• _Given data_
• • • • •

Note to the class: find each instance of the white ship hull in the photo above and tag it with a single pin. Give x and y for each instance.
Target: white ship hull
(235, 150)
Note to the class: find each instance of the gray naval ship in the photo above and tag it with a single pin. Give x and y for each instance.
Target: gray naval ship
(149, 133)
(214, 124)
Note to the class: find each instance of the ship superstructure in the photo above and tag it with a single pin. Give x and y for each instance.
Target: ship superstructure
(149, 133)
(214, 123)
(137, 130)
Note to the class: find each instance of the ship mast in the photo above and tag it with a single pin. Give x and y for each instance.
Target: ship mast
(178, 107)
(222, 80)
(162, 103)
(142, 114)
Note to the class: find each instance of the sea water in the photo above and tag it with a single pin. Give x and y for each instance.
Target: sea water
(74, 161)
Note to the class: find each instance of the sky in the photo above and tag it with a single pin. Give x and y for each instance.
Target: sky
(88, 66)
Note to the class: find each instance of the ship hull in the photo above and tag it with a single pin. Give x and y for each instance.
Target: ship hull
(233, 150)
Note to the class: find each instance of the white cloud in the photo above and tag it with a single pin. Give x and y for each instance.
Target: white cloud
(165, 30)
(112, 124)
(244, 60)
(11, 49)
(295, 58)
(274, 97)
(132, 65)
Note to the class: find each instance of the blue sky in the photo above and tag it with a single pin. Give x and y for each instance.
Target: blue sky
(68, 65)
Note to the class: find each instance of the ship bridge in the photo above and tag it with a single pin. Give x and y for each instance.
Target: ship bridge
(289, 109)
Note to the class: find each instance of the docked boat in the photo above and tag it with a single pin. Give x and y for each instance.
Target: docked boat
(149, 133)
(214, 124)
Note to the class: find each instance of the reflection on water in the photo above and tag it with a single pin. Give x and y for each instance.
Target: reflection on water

• • • • •

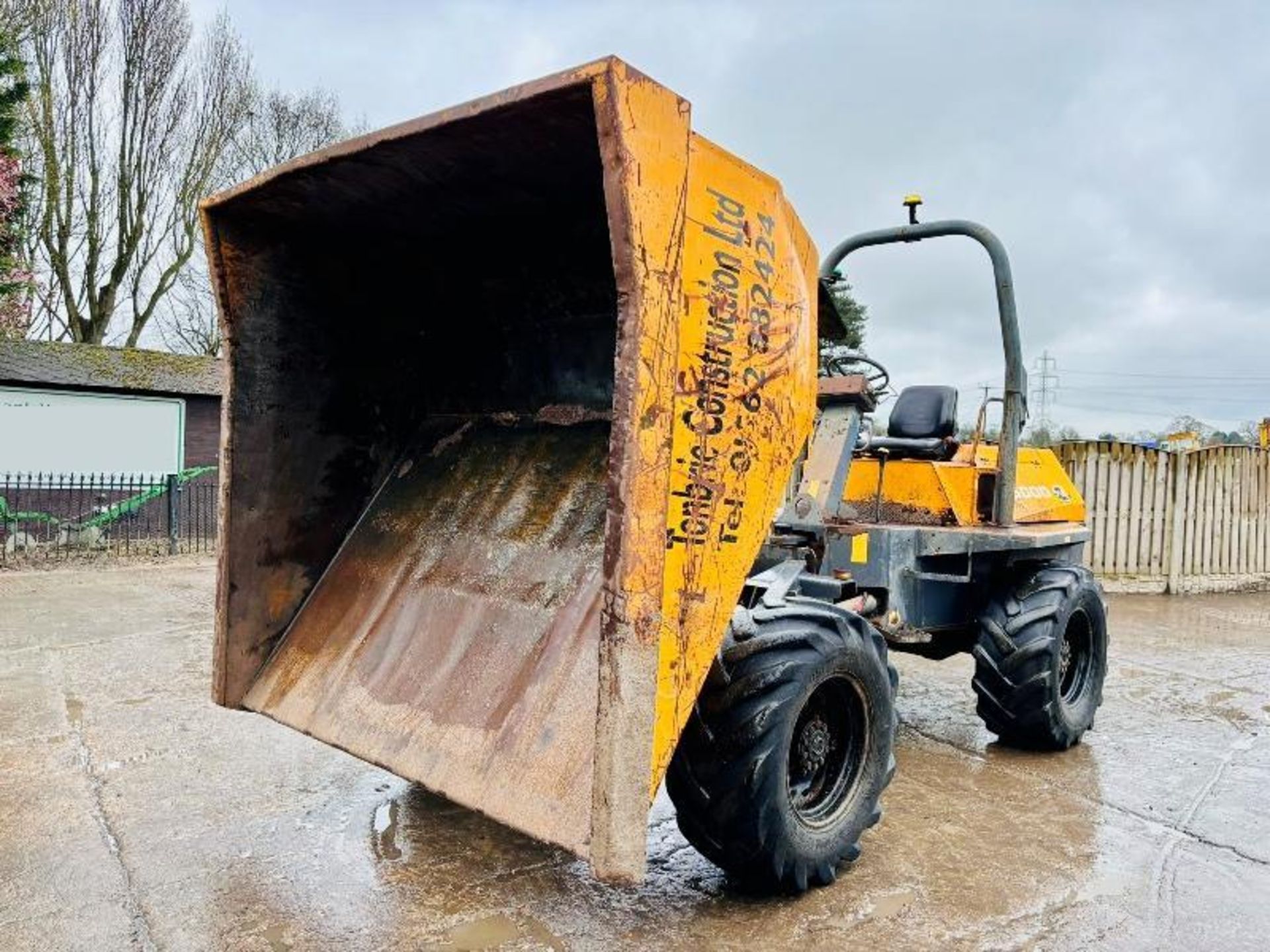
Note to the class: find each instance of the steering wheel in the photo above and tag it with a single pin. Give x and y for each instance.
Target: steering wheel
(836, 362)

• • • • •

• _The problem_
In the listing above, find the line with "Note to the class: find each instance of the docked" and the line with "Target: reflection on water". Output those two lines and every line between them, exactly as written.

• _Written answer_
Note to the class: find each instance of the docked boat in the photo above and tag it with a single pin. Give x and y for each instance.
Target: docked boat
(149, 133)
(214, 124)
Note to the class: find each instance of the reflection on water in the photo above and tag it with a single pin. Give x and y for each instance.
Target: reflection on water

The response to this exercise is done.